··· TEXTO SELECCIONADO

Crecía en altura y la polio debilitaba mi pierna. Apenas podía mover el pie y siempre tropezaba con cualquier obstáculo. Cuando cumplí dieciocho años, el doctor que seguía la evolución de mi enfermedad me sugirió viajar a Barcelona para consultar a un especialista en poliomielitis.
Este doctor era un cirujano ortopédico que prestaba servicio en la Seguridad Social. Su labor consistía en evaluar las dificultades en huesos y articulaciones y, en caso necesario, intervenir quirúrgicamente para solucionar el problema. Mamá no podía acompañarme, ya que trabajaba de cocinera y debía cuidar de mi hermana y hermano menor, y mi padre trabajaba como marinero en una compañía de barcos de pasajeros. Por lo tanto, debía viajar solo y arreglármelas por mi cuenta. Fue una experiencia nueva que afronté sin más remedio. No tenía miedo, pero sí un poco de nervios. Afortunadamente, la familia de unos amigos residía en Barcelona y se ofrecieron a acogerme en su casa.
Cuando llegué, la ciudad me pareció enorme. Me sentí un poco perdido e indefenso, pero estaba llena de vida y lugares muy hermosos y divertidos. Rápidamente me enamoré de ella.
Por primera vez, pude viajar en metro. Aunque era muy ruidoso y complicado para mí, me gustó la sensación de ir rápido a cualquier punto de la ciudad, por lejos que se encontrara. Eso sí, era preciso prestar atención para no pasarme de estación, pues si me colaba, tenía que bajarme y coger otro tren en sentido contrario. Fue un lío.

······

### ENUNCIADO DE LA TAREA
Según el relato del viaje a Barcelona, ¿en qué trabajaba el padre? Los ítems no tienen nada que ver con esto.

··· EXTRACTOS DE REGISTROS

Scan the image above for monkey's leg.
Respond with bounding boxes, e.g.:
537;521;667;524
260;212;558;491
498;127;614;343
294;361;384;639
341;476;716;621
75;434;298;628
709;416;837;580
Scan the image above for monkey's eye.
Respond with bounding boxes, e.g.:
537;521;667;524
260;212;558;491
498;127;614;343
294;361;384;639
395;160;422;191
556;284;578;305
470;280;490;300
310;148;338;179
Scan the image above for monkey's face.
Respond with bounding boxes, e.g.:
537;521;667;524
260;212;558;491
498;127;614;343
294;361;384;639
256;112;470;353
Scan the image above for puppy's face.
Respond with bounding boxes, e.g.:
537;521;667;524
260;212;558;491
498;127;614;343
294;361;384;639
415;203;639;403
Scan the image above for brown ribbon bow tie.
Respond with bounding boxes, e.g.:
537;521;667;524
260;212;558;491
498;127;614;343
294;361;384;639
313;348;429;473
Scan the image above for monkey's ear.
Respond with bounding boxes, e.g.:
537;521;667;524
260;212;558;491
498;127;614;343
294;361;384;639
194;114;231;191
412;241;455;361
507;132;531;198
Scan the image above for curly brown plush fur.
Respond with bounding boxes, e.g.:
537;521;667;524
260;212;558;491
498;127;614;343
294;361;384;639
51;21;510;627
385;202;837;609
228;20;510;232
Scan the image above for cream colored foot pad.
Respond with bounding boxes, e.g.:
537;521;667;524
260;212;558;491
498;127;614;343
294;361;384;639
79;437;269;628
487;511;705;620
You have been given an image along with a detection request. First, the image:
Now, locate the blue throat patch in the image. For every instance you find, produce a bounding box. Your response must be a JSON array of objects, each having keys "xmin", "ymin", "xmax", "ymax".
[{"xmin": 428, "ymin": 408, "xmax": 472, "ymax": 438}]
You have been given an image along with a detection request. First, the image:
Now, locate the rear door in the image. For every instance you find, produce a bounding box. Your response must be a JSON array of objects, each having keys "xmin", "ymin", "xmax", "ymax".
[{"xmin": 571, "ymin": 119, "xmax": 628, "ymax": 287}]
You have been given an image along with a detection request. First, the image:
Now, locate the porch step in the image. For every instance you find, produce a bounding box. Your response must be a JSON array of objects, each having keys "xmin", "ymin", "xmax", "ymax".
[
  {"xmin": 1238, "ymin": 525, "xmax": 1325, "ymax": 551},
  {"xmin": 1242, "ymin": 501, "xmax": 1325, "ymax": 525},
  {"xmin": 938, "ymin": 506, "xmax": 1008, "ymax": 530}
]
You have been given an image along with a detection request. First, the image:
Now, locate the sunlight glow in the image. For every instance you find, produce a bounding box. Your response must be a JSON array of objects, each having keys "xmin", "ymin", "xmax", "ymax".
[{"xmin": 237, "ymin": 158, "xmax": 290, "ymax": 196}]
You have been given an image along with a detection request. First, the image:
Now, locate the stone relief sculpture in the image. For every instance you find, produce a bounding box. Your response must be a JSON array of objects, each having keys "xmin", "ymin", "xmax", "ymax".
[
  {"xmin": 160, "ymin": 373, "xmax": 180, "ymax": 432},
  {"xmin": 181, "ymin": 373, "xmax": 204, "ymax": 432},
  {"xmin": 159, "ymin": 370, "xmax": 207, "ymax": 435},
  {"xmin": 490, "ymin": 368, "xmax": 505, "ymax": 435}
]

······

### RESPUESTA FINAL
Trabajaba como marinero en una compañía de barcos de pasajeros.